*Kaynak Metin*
========
DELİLLERİN DEĞERLENDİRİLMESİ VE GEREKÇE
Dava ; TTK 445 ve 446 maddesi gereğince açılan Anonim Şirket Genel Kurul kararlarının iptali istemine ilişkindir.
Davacı nın HMK 389 ve TTK 449 gereğince istediği yürütmenin durdurulması istemi yönetim kurulu üyelerinin yazılı görüşleri alındıktan sonra 16/05/2019 tarihli ön inceleme duruşması ara kararı ile acil korunacak yarar tespit edilmediğinden rededilmiş, davalının teminat istemide verilen ihtiyati tedbir kararı bulunmadığından ve açılan dava nedeniyle şirket zararı tespit edilmediğinden reddedilmiştir.
Dosya içine tarafların bildirdiği delilleri toplanmıştır.Davalı şirketin ortaklarını ve merkezini gösterir ticaret sicil kaydı, iptali istenen kararların alındığı 11/07/2018 tarihli Genel Kurul toplantı tutanağı, toplantıya katılanları gösteren hazirun cetveli ,şirket ana sözleşmesi, pay defteri örneği alınmıştır.Mahkememizce bilirkişi Ticaret Hukuku Akademisyeni Doç Dr …, Finans bilirkişisi … ün birlikte hazırladığı rapor ile Emekli Maliye Başhesap uzmanı Ymm Dr Öğr Görevlisi … ın ayrık görüşünü içerir raporu alınmıştır. Ayrık görüş ve ikili heyet raporundaki tespitler mahkememizce karara esas alınmıştır.
Davalı…San Ve Tic AŞ ‘nin alınan ticaret sicil kayıtlarına, pay defteri , hazirun cetveline göre; toplam 30.045.000 TL ye isabet eden 6.009 adet hisse bulunan şirkette toplantıya ;
… A.Ş 13.585,00 TL karşılığı 2.717 adet hisse %45,5 temsilen(temsilen)
… … 6.209,950 TL karşılığı 1.241,99 adet hisse %20,5 temsilen (temsilen)
… … 5.125,000 TL karşılığı 1.025,01 adet hisse % 17 temsilen (temsilen)
… 5.125,000 TL karşılığı 1.025 adet hisse % 17 temsilen (asaleten)
katıldıkları, TTK 418 maddesi gereğince tüm hissedarların katılımı ile toplantı nisabının sağlandığı tespit edilmiştir.
6102 sayılı TTK nun 445 maddesi İptal sebepleri başlığı altında;
446 ncı maddede belirtilen kişiler, kanun veya esas sözleşme hükümlerine ve özellikle dürüstlük kuralına aykırı olan genel kurul kararları aleyhine, karar tarihinden itibaren üç ay içinde, şirket merkezinin bulunduğu yerdeki asliye ticaret mahkemesinde iptal davası açabilirler.
========
*Satırlar*
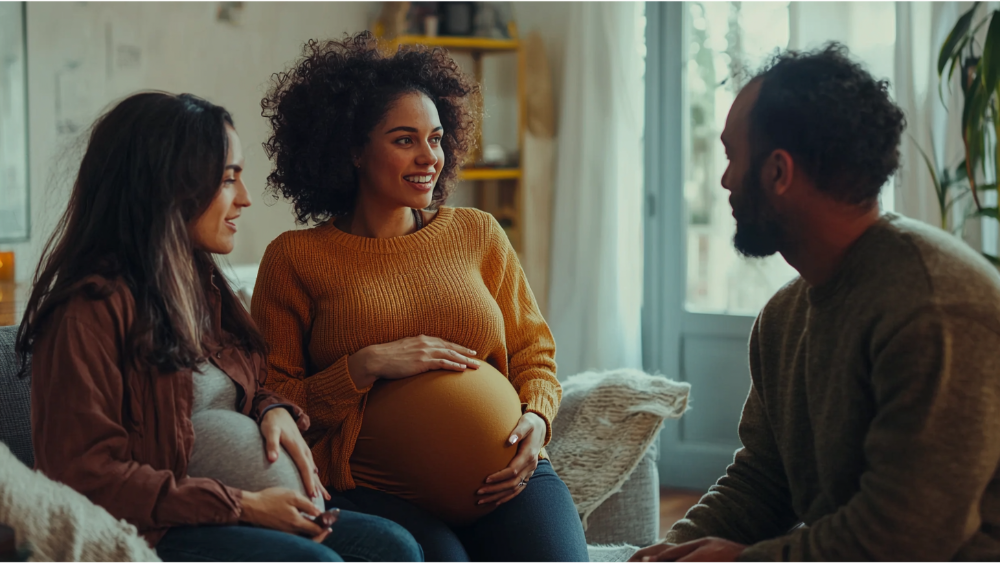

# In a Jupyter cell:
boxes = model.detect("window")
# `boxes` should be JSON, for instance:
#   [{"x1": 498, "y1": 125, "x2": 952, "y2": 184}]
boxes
[{"x1": 682, "y1": 0, "x2": 895, "y2": 315}]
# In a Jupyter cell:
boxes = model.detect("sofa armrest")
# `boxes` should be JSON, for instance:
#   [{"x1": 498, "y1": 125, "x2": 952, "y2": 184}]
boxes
[{"x1": 586, "y1": 441, "x2": 660, "y2": 547}]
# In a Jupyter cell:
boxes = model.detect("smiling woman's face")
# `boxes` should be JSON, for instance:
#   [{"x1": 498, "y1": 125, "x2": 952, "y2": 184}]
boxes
[
  {"x1": 189, "y1": 125, "x2": 250, "y2": 254},
  {"x1": 355, "y1": 92, "x2": 445, "y2": 209}
]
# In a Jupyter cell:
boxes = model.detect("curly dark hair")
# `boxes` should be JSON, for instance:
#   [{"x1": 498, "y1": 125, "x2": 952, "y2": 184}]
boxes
[
  {"x1": 750, "y1": 42, "x2": 906, "y2": 204},
  {"x1": 260, "y1": 31, "x2": 482, "y2": 224}
]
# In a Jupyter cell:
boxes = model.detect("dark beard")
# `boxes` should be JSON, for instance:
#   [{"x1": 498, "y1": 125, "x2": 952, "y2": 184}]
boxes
[{"x1": 732, "y1": 159, "x2": 784, "y2": 258}]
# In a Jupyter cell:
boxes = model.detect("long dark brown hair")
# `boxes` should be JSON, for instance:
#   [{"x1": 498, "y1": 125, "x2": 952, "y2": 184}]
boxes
[{"x1": 16, "y1": 92, "x2": 264, "y2": 372}]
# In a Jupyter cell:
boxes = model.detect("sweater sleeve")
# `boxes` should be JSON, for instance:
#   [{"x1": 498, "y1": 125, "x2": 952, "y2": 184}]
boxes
[
  {"x1": 251, "y1": 238, "x2": 371, "y2": 431},
  {"x1": 739, "y1": 308, "x2": 1000, "y2": 563},
  {"x1": 31, "y1": 305, "x2": 242, "y2": 530},
  {"x1": 664, "y1": 317, "x2": 797, "y2": 544},
  {"x1": 484, "y1": 217, "x2": 562, "y2": 444}
]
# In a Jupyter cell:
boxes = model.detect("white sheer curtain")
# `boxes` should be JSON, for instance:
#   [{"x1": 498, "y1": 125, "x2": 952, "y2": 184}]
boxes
[
  {"x1": 549, "y1": 2, "x2": 645, "y2": 377},
  {"x1": 893, "y1": 2, "x2": 968, "y2": 229}
]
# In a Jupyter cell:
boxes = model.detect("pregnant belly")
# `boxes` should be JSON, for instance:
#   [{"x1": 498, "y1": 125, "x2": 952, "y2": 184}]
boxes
[
  {"x1": 188, "y1": 410, "x2": 323, "y2": 509},
  {"x1": 351, "y1": 363, "x2": 521, "y2": 525}
]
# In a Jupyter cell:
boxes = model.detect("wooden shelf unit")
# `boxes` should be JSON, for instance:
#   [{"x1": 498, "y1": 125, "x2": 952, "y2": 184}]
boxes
[
  {"x1": 375, "y1": 28, "x2": 527, "y2": 253},
  {"x1": 389, "y1": 35, "x2": 521, "y2": 53}
]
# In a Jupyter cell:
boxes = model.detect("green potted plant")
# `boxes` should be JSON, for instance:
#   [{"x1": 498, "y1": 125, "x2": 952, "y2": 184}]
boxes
[{"x1": 920, "y1": 0, "x2": 1000, "y2": 265}]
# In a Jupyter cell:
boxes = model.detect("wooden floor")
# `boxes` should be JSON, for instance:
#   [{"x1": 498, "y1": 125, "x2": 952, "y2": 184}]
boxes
[{"x1": 660, "y1": 487, "x2": 702, "y2": 538}]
========
*Amaç*
Kaynak metne göre şu ifadelerin her biri için evet ya da hayır deyin ve sonucu belirleyen sözcükleri metinden aynen alıntılayın: (a) Davacının yürütmenin durdurulması istemi, acil korunacak yarar tespit edilmediği için reddedilmiştir. (b) İptali istenen kararlar 16/05/2019 tarihli Genel Kurul toplantısında alınmıştır. (c) TTK 445. maddeye göre iptal davası, karar tarihinden itibaren üç ay içinde açılabilir.

*Tam Cevap*
(a) Evet: "acil korunacak yarar tespit edilmediğinden rededilmiş"
(b) Hayır: "iptali istenen kararların alındığı 11/07/2018 tarihli Genel Kurul toplantı tutanağı"
(c) Evet: "karar tarihinden itibaren üç ay içinde"